WHAT YOU ARE ASKED TO DO — Swap "white flower center" for "pale flower center" in the records, starting with the line that contains "of the white" and going on through the line that contains "x=394, y=148". Give back only those lines, with everything else left as is.

INPUT FOR THIS TASK —
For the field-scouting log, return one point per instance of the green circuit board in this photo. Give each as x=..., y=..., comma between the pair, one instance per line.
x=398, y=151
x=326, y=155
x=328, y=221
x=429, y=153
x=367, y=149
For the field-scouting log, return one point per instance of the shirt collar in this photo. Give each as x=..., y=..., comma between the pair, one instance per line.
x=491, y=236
...
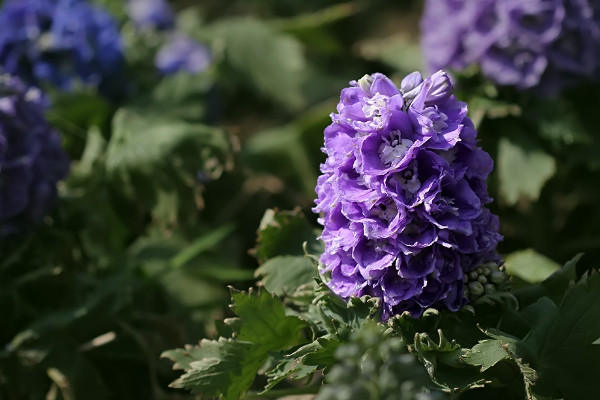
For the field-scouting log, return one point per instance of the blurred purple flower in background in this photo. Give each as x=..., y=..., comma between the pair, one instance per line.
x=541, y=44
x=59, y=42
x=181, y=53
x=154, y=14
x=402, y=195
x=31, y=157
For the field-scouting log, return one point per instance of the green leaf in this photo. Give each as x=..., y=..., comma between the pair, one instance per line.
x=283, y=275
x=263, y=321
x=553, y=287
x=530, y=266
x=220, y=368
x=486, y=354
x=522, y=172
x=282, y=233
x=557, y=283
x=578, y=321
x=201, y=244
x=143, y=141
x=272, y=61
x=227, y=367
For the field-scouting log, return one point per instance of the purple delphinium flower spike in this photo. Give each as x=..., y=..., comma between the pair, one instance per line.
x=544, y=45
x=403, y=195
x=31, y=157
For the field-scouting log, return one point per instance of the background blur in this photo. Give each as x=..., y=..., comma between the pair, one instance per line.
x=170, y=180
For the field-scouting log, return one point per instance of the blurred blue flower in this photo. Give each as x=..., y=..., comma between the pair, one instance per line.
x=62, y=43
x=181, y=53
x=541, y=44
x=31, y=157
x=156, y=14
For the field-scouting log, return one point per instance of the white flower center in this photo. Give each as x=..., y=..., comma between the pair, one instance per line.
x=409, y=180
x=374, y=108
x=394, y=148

RESPONSE —
For the field-scouting log, return one point per instance of the pale flower center in this photo. Give each as x=..., y=..., comma between the pair, one instance per line.
x=409, y=180
x=374, y=108
x=394, y=148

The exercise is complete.